**Supplied material**
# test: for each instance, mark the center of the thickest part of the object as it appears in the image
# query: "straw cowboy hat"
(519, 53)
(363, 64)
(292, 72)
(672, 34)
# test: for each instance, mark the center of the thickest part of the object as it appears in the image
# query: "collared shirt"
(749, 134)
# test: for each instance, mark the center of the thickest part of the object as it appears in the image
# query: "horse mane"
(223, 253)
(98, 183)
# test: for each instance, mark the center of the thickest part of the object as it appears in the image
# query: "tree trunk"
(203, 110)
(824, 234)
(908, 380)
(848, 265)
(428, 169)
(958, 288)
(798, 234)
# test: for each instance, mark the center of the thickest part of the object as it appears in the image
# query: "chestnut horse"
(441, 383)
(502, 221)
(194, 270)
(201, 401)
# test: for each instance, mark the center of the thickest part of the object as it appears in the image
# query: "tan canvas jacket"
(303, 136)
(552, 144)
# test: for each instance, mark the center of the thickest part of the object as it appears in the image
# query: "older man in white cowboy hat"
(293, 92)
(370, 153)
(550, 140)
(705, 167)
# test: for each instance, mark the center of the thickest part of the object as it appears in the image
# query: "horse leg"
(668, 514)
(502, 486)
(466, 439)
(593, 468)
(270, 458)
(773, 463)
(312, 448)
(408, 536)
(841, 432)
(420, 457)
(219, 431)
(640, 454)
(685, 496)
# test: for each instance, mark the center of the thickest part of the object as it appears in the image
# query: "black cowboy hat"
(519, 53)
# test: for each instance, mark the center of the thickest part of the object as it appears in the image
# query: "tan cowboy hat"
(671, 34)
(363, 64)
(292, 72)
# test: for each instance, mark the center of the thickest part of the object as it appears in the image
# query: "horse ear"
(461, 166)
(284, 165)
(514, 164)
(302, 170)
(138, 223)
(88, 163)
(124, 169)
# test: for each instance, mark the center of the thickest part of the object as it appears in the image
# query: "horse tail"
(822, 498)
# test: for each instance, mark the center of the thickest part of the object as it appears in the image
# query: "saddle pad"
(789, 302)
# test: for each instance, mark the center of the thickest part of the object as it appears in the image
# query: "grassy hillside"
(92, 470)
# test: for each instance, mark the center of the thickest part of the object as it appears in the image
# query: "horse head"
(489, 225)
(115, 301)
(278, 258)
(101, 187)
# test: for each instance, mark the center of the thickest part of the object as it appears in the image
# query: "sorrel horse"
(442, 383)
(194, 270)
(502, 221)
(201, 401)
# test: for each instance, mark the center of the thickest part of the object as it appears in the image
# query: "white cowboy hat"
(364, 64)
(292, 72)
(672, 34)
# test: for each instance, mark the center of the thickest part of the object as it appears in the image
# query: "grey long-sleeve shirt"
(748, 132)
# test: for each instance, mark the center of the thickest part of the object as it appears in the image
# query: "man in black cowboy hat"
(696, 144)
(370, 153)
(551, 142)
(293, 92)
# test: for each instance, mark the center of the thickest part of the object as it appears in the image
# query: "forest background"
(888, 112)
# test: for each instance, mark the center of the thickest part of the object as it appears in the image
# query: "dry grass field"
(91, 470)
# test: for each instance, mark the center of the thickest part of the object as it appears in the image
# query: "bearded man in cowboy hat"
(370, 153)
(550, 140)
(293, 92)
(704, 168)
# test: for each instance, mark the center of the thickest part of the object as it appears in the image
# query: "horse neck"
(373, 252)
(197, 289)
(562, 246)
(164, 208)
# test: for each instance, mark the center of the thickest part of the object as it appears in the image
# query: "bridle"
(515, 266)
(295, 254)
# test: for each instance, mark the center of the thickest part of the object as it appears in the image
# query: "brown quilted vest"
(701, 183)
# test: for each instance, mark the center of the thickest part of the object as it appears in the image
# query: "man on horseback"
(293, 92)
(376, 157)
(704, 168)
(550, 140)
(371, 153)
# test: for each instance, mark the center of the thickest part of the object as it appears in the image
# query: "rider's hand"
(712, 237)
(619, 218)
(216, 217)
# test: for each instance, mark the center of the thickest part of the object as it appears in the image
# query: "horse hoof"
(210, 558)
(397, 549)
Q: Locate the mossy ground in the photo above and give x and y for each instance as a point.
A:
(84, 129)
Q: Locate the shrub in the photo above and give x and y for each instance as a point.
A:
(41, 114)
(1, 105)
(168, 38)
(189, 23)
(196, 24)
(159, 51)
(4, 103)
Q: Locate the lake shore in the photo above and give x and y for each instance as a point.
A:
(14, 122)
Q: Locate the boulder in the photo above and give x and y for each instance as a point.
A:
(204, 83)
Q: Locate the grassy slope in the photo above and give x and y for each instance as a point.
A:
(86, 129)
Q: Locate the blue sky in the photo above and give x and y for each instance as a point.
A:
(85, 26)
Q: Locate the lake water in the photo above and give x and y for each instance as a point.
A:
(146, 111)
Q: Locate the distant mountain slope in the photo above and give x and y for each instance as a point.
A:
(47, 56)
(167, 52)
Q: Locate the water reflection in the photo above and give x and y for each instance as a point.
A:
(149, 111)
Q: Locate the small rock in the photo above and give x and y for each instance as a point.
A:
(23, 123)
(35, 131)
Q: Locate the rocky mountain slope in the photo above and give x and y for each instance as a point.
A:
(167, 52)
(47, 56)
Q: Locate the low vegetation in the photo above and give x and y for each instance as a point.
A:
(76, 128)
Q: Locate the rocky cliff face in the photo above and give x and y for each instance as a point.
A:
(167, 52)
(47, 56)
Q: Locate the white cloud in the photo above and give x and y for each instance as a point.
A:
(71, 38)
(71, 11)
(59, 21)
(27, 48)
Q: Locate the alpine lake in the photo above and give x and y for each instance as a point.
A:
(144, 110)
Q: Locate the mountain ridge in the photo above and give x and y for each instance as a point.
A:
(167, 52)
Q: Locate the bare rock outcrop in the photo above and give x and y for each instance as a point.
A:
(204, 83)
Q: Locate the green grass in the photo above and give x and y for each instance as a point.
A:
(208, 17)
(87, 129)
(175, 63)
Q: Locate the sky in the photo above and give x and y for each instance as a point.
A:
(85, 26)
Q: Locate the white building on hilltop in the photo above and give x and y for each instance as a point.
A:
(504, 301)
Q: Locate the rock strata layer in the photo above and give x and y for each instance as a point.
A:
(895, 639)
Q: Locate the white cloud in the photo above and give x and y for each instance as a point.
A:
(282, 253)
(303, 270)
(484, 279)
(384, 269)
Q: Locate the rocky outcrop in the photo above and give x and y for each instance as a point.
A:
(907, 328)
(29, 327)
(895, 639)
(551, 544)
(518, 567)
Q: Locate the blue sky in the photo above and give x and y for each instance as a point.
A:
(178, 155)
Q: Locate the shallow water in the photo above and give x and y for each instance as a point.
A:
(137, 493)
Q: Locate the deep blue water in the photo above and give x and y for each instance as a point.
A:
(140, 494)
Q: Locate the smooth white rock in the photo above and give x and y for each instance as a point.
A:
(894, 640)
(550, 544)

**Exercise aim**
Filter the records for lines containing the word "mountain" and copy each one.

**Solution to this task**
Q: Locate the distant mountain slope in the photo above and give x and y for each instance as a point.
Q: Locate the rocky mountain slope in the photo above and give x and y for each instance as a point.
Q: Locate the mountain ridge in the photo above and give x and y for each instance as a point.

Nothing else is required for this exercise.